──────── Raw records
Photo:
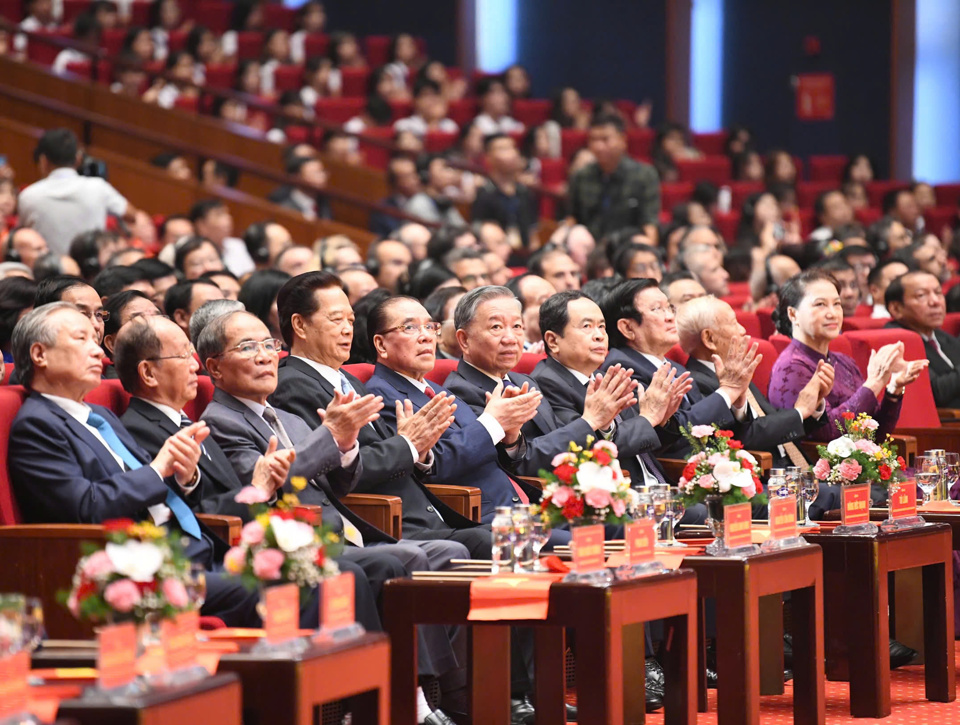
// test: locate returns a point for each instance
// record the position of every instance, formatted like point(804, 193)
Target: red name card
point(783, 517)
point(640, 541)
point(587, 548)
point(737, 525)
point(855, 508)
point(903, 501)
point(117, 655)
point(282, 617)
point(180, 640)
point(13, 683)
point(336, 601)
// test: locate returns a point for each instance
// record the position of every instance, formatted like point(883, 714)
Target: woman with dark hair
point(811, 314)
point(16, 300)
point(259, 296)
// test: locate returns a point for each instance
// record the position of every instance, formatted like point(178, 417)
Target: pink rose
point(267, 563)
point(97, 566)
point(252, 533)
point(250, 495)
point(597, 497)
point(122, 595)
point(850, 469)
point(822, 469)
point(561, 496)
point(234, 560)
point(175, 593)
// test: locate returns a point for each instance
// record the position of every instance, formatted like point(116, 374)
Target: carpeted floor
point(909, 706)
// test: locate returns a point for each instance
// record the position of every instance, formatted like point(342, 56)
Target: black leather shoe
point(438, 717)
point(654, 685)
point(521, 711)
point(900, 654)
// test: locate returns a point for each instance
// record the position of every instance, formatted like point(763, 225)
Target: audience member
point(63, 202)
point(916, 302)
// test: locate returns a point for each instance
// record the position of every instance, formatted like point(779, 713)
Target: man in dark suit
point(642, 326)
point(575, 339)
point(489, 327)
point(473, 449)
point(316, 321)
point(71, 462)
point(916, 302)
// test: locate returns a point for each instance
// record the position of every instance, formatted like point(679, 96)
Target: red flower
point(573, 508)
point(117, 525)
point(565, 472)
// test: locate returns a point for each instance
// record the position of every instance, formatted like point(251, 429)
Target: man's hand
point(512, 408)
point(736, 372)
point(180, 454)
point(657, 399)
point(608, 396)
point(425, 427)
point(272, 468)
point(347, 414)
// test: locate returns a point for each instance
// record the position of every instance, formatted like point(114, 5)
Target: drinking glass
point(809, 489)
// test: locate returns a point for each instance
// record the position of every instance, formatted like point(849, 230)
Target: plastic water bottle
point(502, 536)
point(522, 538)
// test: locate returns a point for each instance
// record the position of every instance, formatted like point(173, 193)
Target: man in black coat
point(316, 321)
point(916, 302)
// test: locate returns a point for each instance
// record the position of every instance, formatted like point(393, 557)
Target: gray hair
point(212, 341)
point(693, 317)
point(209, 311)
point(35, 327)
point(467, 307)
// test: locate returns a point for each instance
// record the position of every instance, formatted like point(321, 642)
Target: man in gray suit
point(241, 357)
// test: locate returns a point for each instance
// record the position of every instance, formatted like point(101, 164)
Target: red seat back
point(919, 409)
point(194, 409)
point(528, 361)
point(441, 369)
point(11, 398)
point(361, 371)
point(111, 395)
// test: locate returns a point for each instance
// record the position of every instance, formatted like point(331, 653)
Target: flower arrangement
point(140, 572)
point(855, 457)
point(719, 466)
point(587, 483)
point(284, 543)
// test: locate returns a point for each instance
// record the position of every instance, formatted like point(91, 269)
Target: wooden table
point(857, 625)
point(214, 699)
point(737, 586)
point(610, 650)
point(283, 688)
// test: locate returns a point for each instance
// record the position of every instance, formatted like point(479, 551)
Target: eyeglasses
point(249, 348)
point(185, 355)
point(410, 329)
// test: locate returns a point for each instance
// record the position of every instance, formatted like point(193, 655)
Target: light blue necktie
point(188, 522)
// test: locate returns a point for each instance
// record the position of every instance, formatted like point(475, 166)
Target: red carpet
point(908, 704)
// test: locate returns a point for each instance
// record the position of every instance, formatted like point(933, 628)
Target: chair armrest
point(39, 560)
point(226, 527)
point(383, 512)
point(465, 500)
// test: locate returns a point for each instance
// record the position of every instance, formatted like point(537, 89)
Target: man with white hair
point(707, 328)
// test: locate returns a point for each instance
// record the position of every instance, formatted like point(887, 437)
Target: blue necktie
point(188, 522)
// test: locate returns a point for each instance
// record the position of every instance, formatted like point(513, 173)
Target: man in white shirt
point(63, 203)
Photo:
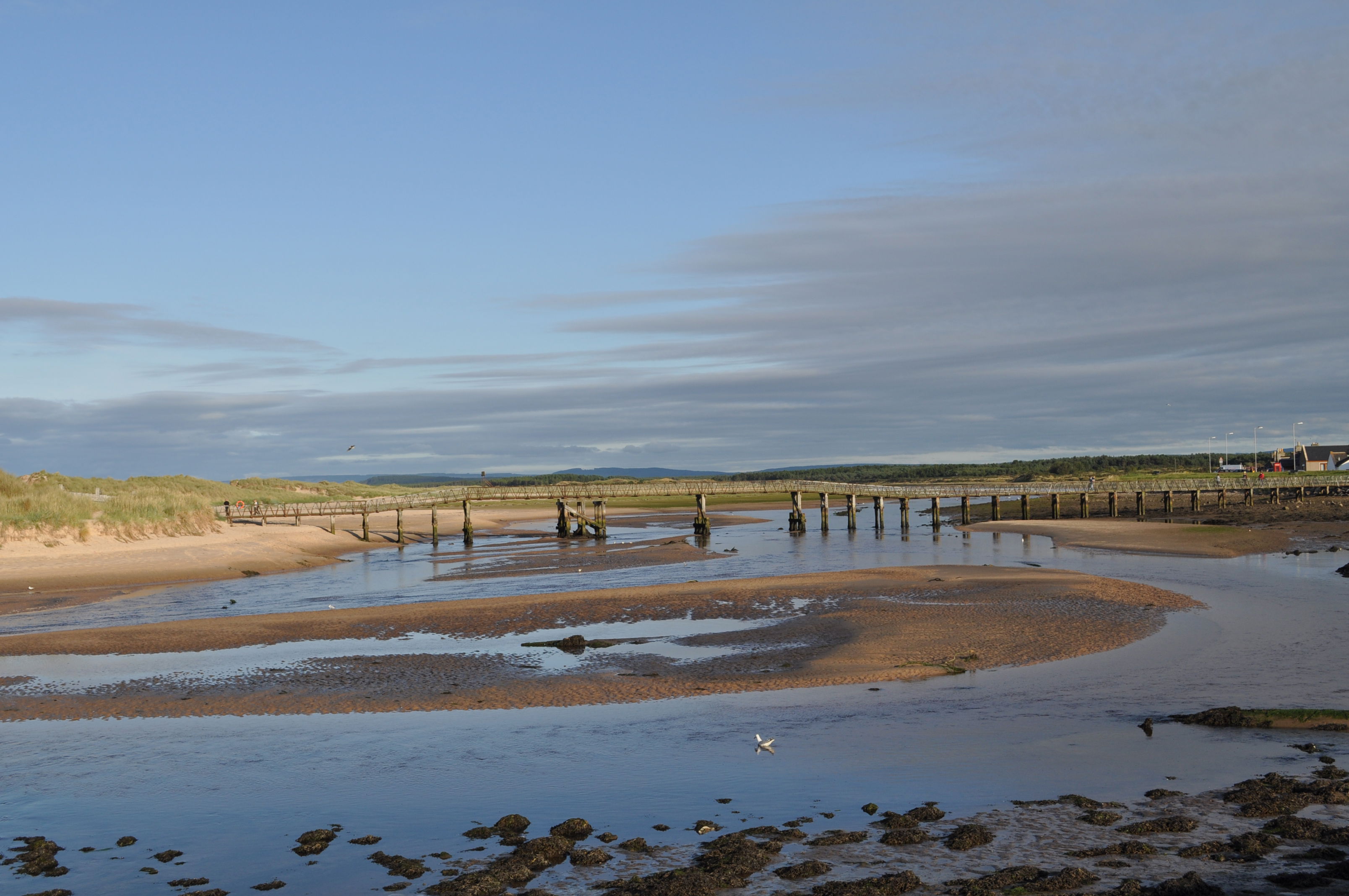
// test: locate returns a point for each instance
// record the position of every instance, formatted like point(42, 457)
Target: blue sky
point(238, 238)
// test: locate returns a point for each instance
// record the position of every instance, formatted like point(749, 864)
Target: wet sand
point(34, 577)
point(1146, 537)
point(834, 628)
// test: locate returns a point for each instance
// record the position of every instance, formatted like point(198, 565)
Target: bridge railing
point(594, 492)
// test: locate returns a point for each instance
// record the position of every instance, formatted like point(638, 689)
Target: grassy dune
point(49, 503)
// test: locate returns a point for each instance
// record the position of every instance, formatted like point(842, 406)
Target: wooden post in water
point(701, 525)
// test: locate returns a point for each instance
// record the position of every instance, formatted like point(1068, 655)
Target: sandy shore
point(837, 628)
point(1146, 537)
point(37, 577)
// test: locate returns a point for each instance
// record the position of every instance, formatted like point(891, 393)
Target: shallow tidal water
point(232, 794)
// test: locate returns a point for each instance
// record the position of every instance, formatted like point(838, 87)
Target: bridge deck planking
point(571, 492)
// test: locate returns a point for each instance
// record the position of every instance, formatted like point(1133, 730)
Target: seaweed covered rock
point(893, 822)
point(1166, 825)
point(926, 813)
point(810, 868)
point(1123, 848)
point(883, 886)
point(574, 829)
point(904, 837)
point(838, 839)
point(400, 865)
point(513, 823)
point(1068, 879)
point(733, 857)
point(313, 842)
point(1224, 717)
point(1100, 817)
point(38, 856)
point(968, 837)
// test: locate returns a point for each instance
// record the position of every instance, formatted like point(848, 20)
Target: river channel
point(234, 792)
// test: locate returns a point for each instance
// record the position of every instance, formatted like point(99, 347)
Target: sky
point(237, 239)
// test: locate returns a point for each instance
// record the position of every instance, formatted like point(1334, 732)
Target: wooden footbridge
point(997, 494)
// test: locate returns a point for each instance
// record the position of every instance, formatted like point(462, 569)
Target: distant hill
point(637, 473)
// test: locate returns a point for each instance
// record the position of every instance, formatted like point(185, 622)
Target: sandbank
point(825, 629)
point(1146, 537)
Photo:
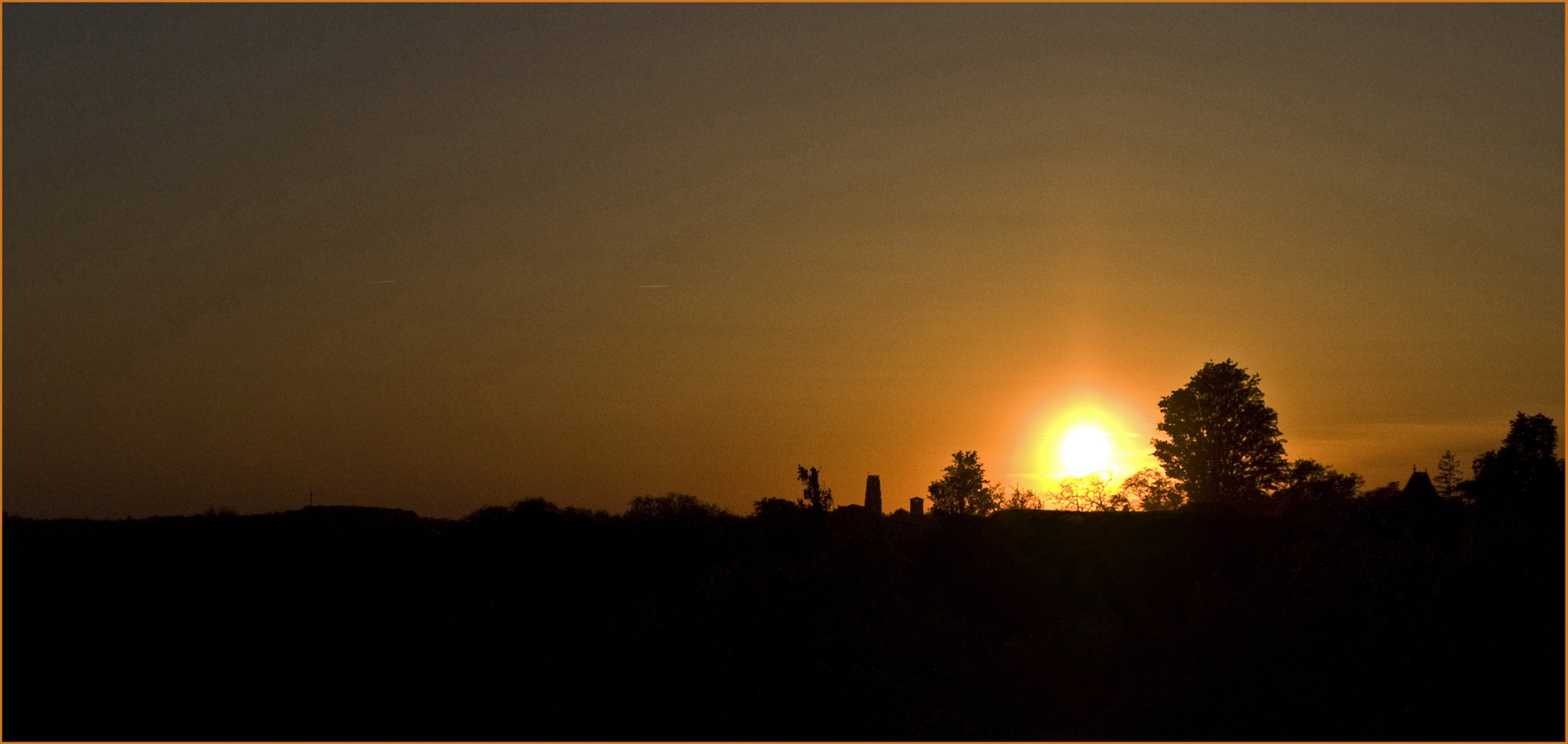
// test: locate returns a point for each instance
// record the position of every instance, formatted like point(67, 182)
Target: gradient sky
point(440, 256)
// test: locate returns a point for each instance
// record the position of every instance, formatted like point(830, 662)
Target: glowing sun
point(1085, 449)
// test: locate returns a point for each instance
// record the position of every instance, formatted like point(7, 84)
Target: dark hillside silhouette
point(1330, 619)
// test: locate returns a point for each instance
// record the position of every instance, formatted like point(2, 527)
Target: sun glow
point(1085, 449)
point(1080, 434)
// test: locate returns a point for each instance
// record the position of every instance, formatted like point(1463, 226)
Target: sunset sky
point(440, 256)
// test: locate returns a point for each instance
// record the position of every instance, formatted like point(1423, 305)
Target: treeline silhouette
point(1400, 616)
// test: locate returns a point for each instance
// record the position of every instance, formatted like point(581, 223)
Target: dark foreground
point(1379, 620)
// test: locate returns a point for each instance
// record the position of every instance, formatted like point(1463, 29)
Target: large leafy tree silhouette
point(1223, 441)
point(963, 489)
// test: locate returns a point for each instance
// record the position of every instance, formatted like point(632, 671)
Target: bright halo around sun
point(1085, 449)
point(1082, 434)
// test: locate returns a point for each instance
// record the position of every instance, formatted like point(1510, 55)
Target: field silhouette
point(1393, 616)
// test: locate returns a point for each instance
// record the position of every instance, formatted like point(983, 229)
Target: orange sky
point(447, 256)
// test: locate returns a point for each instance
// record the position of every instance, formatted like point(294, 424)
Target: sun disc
point(1085, 449)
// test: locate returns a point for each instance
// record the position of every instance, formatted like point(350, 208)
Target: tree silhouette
point(1309, 482)
point(671, 506)
point(1447, 479)
point(1526, 470)
point(1021, 498)
point(814, 495)
point(1223, 441)
point(1090, 494)
point(963, 489)
point(1153, 492)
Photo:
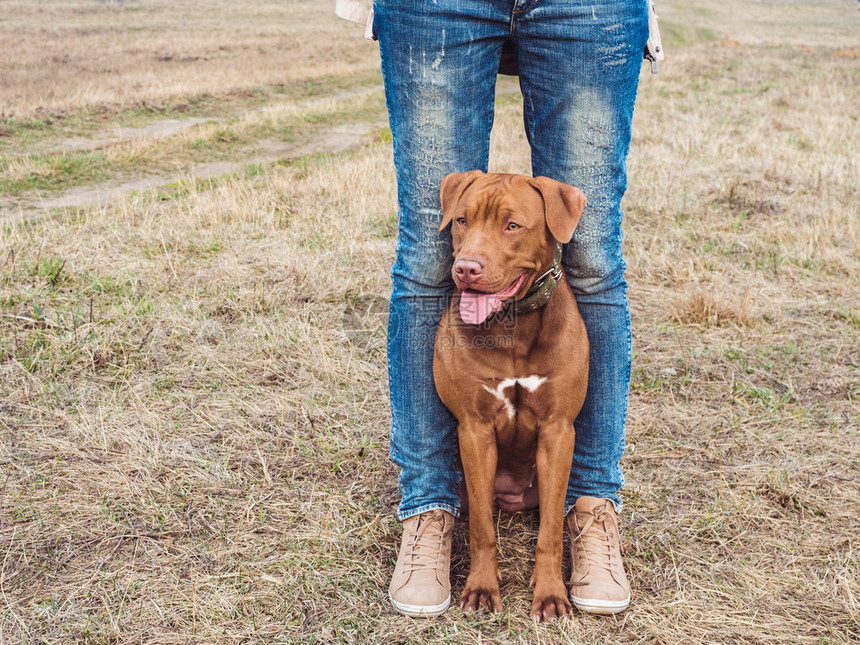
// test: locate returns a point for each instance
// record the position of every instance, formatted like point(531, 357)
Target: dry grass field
point(193, 433)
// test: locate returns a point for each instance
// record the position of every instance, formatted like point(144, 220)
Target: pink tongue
point(476, 306)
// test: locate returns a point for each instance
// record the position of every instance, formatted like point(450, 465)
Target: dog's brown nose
point(468, 270)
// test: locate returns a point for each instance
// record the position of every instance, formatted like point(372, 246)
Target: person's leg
point(579, 71)
point(439, 64)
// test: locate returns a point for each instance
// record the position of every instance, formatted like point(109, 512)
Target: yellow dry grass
point(84, 55)
point(193, 439)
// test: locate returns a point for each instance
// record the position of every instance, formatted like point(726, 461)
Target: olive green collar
point(540, 292)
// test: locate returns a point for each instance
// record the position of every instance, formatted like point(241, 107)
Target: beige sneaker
point(421, 585)
point(598, 582)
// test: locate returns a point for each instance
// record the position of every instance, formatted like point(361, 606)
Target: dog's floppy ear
point(563, 204)
point(453, 187)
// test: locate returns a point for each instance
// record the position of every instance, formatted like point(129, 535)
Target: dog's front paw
point(550, 602)
point(481, 592)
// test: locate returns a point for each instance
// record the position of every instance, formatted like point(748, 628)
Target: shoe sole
point(420, 611)
point(602, 607)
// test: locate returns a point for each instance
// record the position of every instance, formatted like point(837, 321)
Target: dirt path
point(329, 140)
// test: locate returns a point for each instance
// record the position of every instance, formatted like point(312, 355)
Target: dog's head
point(505, 229)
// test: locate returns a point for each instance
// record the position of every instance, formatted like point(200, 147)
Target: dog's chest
point(507, 401)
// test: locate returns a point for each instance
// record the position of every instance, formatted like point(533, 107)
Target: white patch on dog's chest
point(531, 383)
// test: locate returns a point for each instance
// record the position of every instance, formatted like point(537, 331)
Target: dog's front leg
point(554, 457)
point(479, 454)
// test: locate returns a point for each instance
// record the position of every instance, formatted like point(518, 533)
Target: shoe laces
point(595, 541)
point(424, 551)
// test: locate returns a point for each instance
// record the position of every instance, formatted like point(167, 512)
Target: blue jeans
point(579, 69)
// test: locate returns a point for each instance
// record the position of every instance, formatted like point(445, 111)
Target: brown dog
point(512, 366)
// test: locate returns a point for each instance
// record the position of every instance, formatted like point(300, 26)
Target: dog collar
point(541, 290)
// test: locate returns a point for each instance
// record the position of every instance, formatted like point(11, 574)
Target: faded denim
point(579, 70)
────────────────
(Written request): Collect every line in the material above that contains the word "silhouette", counting only matches with the same upper and lower case.

(Complete response):
Target: dark hillside silhouette
Target: treeline silhouette
Target: large leafy tree silhouette
Target: field silhouette
Target: tree silhouette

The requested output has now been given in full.